**Détails de la tâche**
Poursuivez le texte sur la requête de l'Afrique du Sud contre Israël devant la Cour internationale de justice, en reprenant juste après sa dernière phrase.

**Extrait du document**
**********

Ce qu’induit la saisine de la justice internationale à l’encontre d’Israël
L’Afrique du Sud a déposé une requête auprès de la Cour internationale de Justice, l’organe de l’ONU censé juger les différends entre États. Pretoria entend ainsi dénoncer et prévenir le caractère « génocidaire » de l’invasion israélienne à Gaza.
Antoine Perraud, 31 décembre 2023 à 11h33
Pavé dans la mare, pour les défenseurs du peuple palestinien, ou pétard mouillé pour les inconditionnels de l’État d’Israël : l’Afrique du Sud a déposé une requête introductive d’instance, assortie d’une demande de mesures conservatoires (l’équivalent d’un référé), devant la Cour internationale de justice (CIJ). Cet organe de l’ONU siège à La Haye et ne doit pas être confondu avec la Cour pénale internationale (CPI), qui statue également dans la capitale des Pays-Bas.
La requête en question vise donc l’État d’Israël et ses possibles manquements à la prévention du crime de génocide, dont apparaissent victimes les Palestiniens coincés et pilonnés dans la bande de Gaza. La saisine de la CIJ est affaire délicate, les compétences de la cour s’avérant limitées du fait de la souveraineté des États, qui ne sont soumis à cette juridiction qu’à partir du moment où ils y ont donné leur consentement – afin, par exemple, de régler un tracé de frontière, terrestre ou maritime, comme entre le Niger et le Burkina Faso (2013), ou entre le Pérou et le Chili (2014).
La Cour peut également être saisie si les États concernés ont signé une clause facultative de juridiction obligatoire : un tiers seulement des pays siégeant à l’Onu l’ont fait. L’URSS, devenue la Russie, n’a jamais signé. Pas plus que la Chine. La France a retiré sa signature pour échapper aux condamnations liées à ses essais nucléaires dans le Pacifique. Les États-Unis se sont extraits sous la présidence de Ronald Reagan, lors du financement des « Contras » au Nicaragua.
Aujourd’hui l’Afrique du Sud, au sujet de la guerre menée par Israël contre le Hamas – devenue guerre contre le peuple palestinien –, a suivi une troisième voie : saisir la Cour à partir d’un traité international comportant une clause de juridiction.
C’est le cas de la Convention pour la prévention et la répression du crime de génocide, approuvée à l’unanimité par l’Assemblée générale des Nations unies le 9 décembre 1948 – dans le sillage de la destruction des juifs d’Europe. Or le crime de génocide, individuel ou collectif, peut et doit être empêché ou réprimé à partir du moment où se révèle l’intentionnalité qui le définit. Le délit international est en effet constitué lorsque certains actes sont commis « dans l’intention de détruire en tout ou en partie un groupe national, ethnique, racial ou religieux ».

**********

**Données disponibles**
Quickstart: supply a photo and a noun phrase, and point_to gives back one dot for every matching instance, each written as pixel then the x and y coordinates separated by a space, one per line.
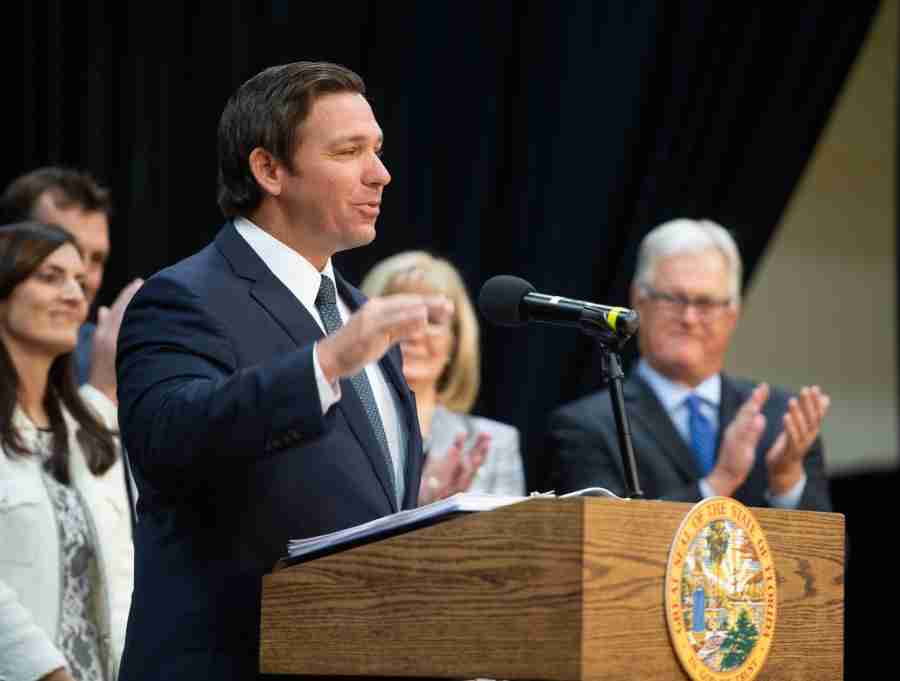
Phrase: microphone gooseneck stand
pixel 612 370
pixel 597 326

**********

**Réponse**
Les interprétations contradictoires ne manquent pas concernant ce texte. En février 2022, le Kremlin a justifié son invasion de l’Ukraine en raison des prétendues menées génocidaires perpétrées dans le Donbass par le gouvernement de Kyiv. Celui-ci a retourné l’accusation contre son agresseur, ne cessant de documenter un procès qui devrait se tenir à la fin de l’année 2024 devant la CIJ.
En attendant, la paralysie du système international s’est une fois de plus manifestée au grand jour : la Cour, censée rendre des décisions juridiquement contraignantes sans avoir les moyens de les faire appliquer, a ordonné à la Russie de mettre fin à son offensive en Ukraine, dès le mois de mars 2022 ; avec le résultat que nous savons.
L’opinion publique mondiale se montre toutefois sensible à cette façon de dire le droit. Dans une telle optique, la requête du 29 décembre 2023 portée par l’Afrique du Sud affirme que « les actes et omissions d’Israël revêtent un caractère génocidaire dans la mesure où ils s’accompagnent de l’intention spécifique requise de détruire les Palestiniens de Gaza en tant que partie du groupe national, racial et ethnique plus large des Palestiniens ».
Comment Israël réagira-t-il ?
Le texte ajoute : « Du fait de son comportement – par le biais de ses organes, agents et d’autres personnes ou entités agissant selon ses instructions, sa direction, son contrôle ou son influence – à l’égard des Palestiniens de Gaza, Israël manque aux obligations qui lui incombent au titre de la Convention contre le génocide. »
Comment Israël réagira-t-il ? Une requête pour avis consultatif a déjà été déposée cette année à la CIJ sur les « conséquences juridiques découlant des politiques et pratiques d’Israël dans les territoires palestiniens occupés, y compris Jérusalem-Est ».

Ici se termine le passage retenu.